■ **Records for the task**:
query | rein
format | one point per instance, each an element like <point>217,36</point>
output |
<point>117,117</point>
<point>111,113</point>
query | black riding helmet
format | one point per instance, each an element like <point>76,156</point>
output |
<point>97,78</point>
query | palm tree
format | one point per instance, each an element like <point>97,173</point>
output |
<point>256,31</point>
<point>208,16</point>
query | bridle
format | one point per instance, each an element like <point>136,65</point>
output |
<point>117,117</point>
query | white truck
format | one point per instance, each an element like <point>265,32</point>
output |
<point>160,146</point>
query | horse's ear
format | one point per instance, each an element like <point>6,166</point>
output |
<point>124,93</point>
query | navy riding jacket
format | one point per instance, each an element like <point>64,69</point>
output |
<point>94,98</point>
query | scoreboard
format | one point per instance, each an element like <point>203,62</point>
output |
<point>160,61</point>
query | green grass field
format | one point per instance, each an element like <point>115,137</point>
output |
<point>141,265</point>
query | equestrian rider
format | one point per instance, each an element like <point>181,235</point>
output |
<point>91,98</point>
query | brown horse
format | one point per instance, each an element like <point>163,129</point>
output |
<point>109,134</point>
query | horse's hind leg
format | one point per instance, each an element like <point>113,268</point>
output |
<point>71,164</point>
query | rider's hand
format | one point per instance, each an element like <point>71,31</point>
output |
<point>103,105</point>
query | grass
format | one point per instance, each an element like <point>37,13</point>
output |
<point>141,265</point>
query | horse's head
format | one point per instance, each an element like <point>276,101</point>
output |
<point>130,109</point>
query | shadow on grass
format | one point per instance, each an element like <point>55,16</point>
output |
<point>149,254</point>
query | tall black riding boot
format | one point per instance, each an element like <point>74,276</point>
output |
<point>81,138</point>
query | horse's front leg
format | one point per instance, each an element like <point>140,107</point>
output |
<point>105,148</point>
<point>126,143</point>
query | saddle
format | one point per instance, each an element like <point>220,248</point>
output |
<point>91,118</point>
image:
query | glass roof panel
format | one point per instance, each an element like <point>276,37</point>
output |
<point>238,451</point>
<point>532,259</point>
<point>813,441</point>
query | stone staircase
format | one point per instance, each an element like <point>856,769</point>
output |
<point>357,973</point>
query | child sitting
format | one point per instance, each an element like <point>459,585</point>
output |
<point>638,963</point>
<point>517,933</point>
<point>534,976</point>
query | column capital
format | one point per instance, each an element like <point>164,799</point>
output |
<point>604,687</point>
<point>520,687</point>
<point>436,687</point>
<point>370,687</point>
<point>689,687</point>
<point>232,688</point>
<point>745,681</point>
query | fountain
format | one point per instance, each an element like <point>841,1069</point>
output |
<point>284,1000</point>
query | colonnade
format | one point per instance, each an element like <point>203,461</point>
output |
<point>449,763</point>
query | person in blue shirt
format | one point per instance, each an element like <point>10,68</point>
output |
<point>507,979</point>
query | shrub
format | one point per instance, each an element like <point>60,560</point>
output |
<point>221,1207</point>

■ **Task requirements**: Can you give all of the material above again, switching every "per instance" to "for each instance" and leaving everything else unchanged?

■ **Answer to the exercise**:
query | rein
format | one point for each instance, each an element like <point>217,36</point>
output |
<point>117,117</point>
<point>111,113</point>
query | black riding helmet
format | one point for each instance, each an element like <point>76,156</point>
output |
<point>97,78</point>
query | palm tree
format | one point for each instance, each an element like <point>97,173</point>
output |
<point>256,31</point>
<point>208,16</point>
query | bridle
format | one point for each instance, each an element like <point>136,65</point>
output |
<point>117,117</point>
query | white truck
format | one point for each instance, each an element like <point>265,32</point>
output |
<point>160,146</point>
query | horse's ear
format | one point for each instance, each an element like <point>6,166</point>
output |
<point>124,93</point>
query | navy riding jacket
format | one point for each instance, each an element like <point>64,69</point>
output |
<point>94,98</point>
query | scoreboard
format | one point for each instance, each an element like <point>203,62</point>
output |
<point>160,61</point>
query | green grass field
format | one point for each instance, each an element like <point>115,137</point>
output |
<point>141,265</point>
query | equestrian rider
format | one point for each instance, each an element like <point>181,235</point>
output |
<point>91,98</point>
query | brown horse
format | one point for each instance, each an element like <point>163,129</point>
output |
<point>109,134</point>
query | horse's hind leg
format | one point for each instance, each an element like <point>113,268</point>
output |
<point>71,164</point>
query | rider's hand
format | one point for each instance, each an element like <point>71,31</point>
output |
<point>103,105</point>
query | grass
format | one point for each instance, each an element like <point>37,13</point>
output |
<point>141,265</point>
query | horse's head
format | one point for each instance, each an element like <point>276,101</point>
output |
<point>130,109</point>
query | shadow on grass
format | one point for each instance, each an element like <point>55,16</point>
output |
<point>149,254</point>
query | tall black riding boot
format | one point for each instance, each an element like <point>74,276</point>
output |
<point>81,138</point>
query | horse's front leg
format | one point for each instance, each an element like <point>140,107</point>
output |
<point>105,148</point>
<point>126,143</point>
query | saddle
format | one point for each instance, each an element like <point>220,248</point>
output |
<point>91,118</point>
image:
query | glass roof panel
format | one point for each instance, each an element like <point>276,37</point>
output |
<point>238,451</point>
<point>532,259</point>
<point>813,441</point>
query | stone staircase
format | one point for each instance, each an element like <point>856,769</point>
output |
<point>357,973</point>
query | child sitting
format | one point for each instance, each an element like <point>459,585</point>
output |
<point>638,963</point>
<point>517,933</point>
<point>534,976</point>
query | column capital
format | one point for each instance, each an element like <point>164,799</point>
output |
<point>604,687</point>
<point>520,687</point>
<point>436,687</point>
<point>370,687</point>
<point>689,687</point>
<point>232,688</point>
<point>745,681</point>
query | fountain
format | one point for each instance, each an element like <point>841,1069</point>
output |
<point>284,1000</point>
query | colonnade
format | one point for each instance, each an element like <point>203,461</point>
output |
<point>449,763</point>
query | person in blue shirt
format | one point for each instance, each an element like <point>10,68</point>
output |
<point>507,979</point>
query | shrub
format | one point for each instance, each an element like <point>60,560</point>
output |
<point>221,1207</point>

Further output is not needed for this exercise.